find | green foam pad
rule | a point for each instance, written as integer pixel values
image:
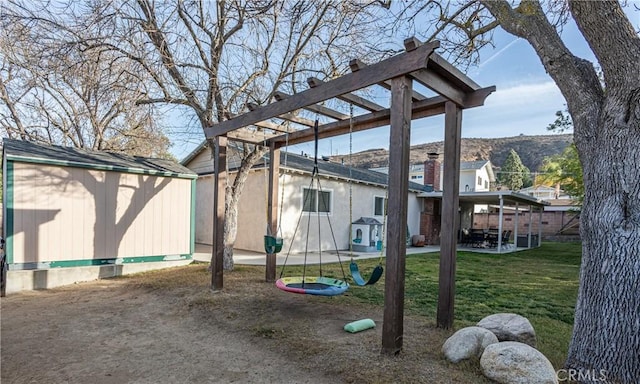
(359, 325)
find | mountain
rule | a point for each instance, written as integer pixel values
(532, 151)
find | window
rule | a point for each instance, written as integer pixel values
(379, 206)
(316, 201)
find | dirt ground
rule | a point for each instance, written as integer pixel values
(168, 327)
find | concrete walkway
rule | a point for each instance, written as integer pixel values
(242, 257)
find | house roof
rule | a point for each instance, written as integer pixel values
(472, 165)
(30, 152)
(491, 197)
(367, 221)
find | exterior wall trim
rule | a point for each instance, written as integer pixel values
(98, 262)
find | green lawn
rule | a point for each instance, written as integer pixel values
(540, 284)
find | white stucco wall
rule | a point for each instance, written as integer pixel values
(252, 212)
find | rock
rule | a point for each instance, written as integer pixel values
(516, 363)
(510, 327)
(467, 343)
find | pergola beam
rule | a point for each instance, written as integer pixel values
(357, 64)
(420, 109)
(319, 109)
(395, 66)
(292, 117)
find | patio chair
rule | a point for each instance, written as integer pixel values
(477, 238)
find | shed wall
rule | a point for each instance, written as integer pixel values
(66, 216)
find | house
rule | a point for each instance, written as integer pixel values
(475, 176)
(338, 181)
(75, 215)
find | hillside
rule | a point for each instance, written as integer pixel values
(532, 151)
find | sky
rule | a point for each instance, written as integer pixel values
(525, 101)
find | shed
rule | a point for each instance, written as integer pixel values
(75, 215)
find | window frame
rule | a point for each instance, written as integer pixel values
(385, 205)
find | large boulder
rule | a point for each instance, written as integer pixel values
(512, 362)
(467, 343)
(510, 327)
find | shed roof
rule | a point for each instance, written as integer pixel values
(30, 152)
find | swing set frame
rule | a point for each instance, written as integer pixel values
(418, 63)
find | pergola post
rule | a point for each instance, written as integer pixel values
(219, 188)
(450, 204)
(399, 145)
(530, 222)
(540, 227)
(272, 207)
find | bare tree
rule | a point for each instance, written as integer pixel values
(212, 58)
(56, 92)
(606, 132)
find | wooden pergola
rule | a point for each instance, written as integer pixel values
(419, 63)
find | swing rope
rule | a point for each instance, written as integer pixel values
(300, 288)
(273, 241)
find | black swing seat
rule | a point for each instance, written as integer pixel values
(357, 277)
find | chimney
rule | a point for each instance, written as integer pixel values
(432, 171)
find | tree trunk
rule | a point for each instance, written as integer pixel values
(606, 337)
(230, 227)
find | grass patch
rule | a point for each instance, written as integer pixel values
(540, 284)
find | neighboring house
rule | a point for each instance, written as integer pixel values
(475, 176)
(76, 215)
(545, 192)
(368, 189)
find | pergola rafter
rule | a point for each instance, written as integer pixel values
(419, 63)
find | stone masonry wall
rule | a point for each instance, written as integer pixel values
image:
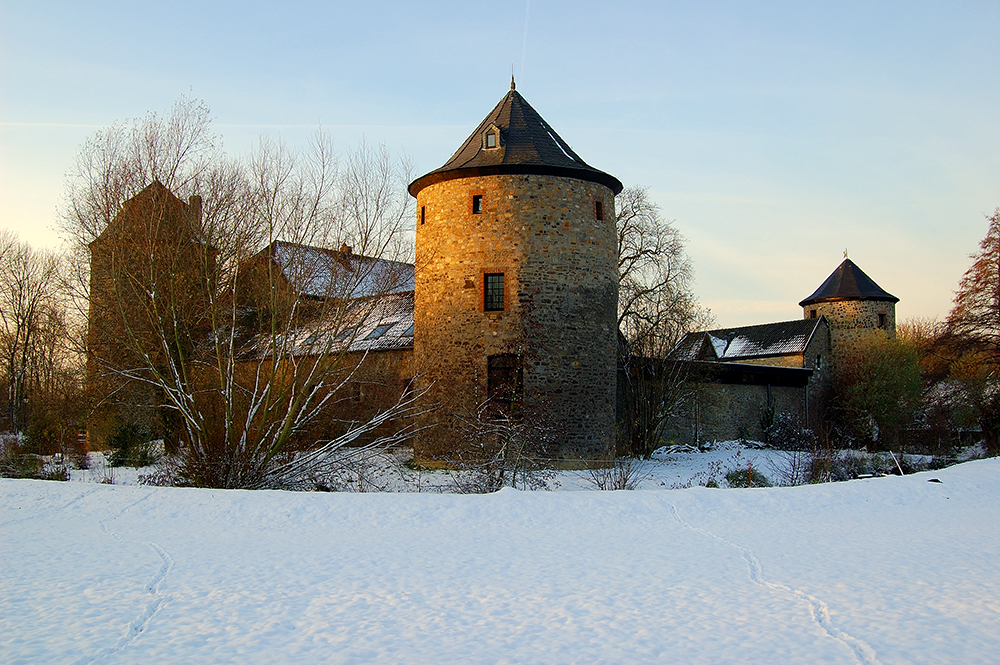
(853, 321)
(561, 290)
(724, 412)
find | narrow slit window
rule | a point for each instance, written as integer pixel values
(379, 330)
(505, 385)
(493, 293)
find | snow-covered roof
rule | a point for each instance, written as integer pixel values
(374, 324)
(765, 340)
(318, 272)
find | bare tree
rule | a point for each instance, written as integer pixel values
(233, 314)
(28, 293)
(656, 307)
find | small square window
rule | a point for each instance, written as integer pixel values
(379, 330)
(493, 294)
(344, 334)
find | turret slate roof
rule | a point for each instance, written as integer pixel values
(527, 145)
(848, 282)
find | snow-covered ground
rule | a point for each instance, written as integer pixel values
(669, 469)
(884, 570)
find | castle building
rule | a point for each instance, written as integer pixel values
(509, 315)
(750, 373)
(854, 305)
(516, 290)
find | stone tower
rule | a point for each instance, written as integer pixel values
(854, 306)
(516, 290)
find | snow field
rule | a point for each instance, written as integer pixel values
(885, 570)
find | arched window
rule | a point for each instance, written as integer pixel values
(491, 138)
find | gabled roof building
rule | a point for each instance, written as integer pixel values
(750, 374)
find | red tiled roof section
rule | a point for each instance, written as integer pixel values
(528, 145)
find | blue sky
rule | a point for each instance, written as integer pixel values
(775, 134)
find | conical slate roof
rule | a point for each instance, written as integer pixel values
(527, 145)
(848, 282)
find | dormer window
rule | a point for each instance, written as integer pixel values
(491, 139)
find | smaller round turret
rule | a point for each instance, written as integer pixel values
(854, 306)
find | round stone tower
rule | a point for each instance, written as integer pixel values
(516, 291)
(854, 306)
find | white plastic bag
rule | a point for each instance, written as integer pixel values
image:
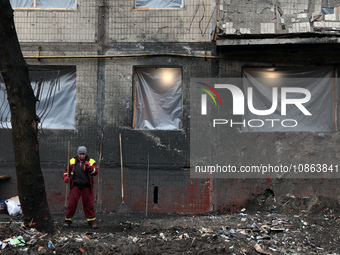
(13, 206)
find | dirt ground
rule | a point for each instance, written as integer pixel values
(298, 226)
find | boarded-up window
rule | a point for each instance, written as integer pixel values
(159, 4)
(158, 98)
(44, 3)
(55, 87)
(290, 99)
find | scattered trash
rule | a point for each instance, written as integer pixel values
(261, 233)
(260, 250)
(13, 206)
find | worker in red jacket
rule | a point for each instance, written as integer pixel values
(81, 170)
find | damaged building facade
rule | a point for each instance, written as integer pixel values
(124, 67)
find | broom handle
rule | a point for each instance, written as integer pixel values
(68, 169)
(100, 159)
(121, 166)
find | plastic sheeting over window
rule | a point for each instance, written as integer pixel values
(44, 3)
(159, 3)
(22, 3)
(57, 97)
(158, 98)
(321, 84)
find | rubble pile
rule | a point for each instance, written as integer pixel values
(135, 233)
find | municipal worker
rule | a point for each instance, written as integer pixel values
(81, 168)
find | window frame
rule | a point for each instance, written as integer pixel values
(44, 8)
(135, 7)
(134, 93)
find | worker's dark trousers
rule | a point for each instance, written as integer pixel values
(88, 206)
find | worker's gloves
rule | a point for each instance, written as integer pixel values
(87, 165)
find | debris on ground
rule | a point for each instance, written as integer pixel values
(258, 232)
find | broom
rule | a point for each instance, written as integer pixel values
(68, 175)
(123, 208)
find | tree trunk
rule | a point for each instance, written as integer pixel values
(14, 70)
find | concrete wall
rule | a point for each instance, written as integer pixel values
(276, 17)
(105, 103)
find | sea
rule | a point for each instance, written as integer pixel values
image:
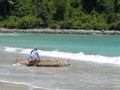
(94, 59)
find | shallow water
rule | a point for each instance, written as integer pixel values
(92, 70)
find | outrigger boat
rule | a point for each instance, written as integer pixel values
(44, 63)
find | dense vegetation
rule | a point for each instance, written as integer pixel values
(76, 14)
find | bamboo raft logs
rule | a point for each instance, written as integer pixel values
(44, 63)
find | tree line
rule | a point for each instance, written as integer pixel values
(60, 14)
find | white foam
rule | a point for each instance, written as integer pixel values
(23, 83)
(68, 55)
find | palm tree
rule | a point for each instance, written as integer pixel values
(5, 6)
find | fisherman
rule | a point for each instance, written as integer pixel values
(34, 55)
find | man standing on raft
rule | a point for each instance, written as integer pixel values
(34, 55)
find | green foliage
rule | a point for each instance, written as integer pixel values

-.-.-

■ Instructions to follow: Wherever "worker" occurs in the entries above, copy the line it sits on.

■ Reply:
find | worker in red jacket
find | municipal worker
find | worker's dark trousers
find | worker's gloves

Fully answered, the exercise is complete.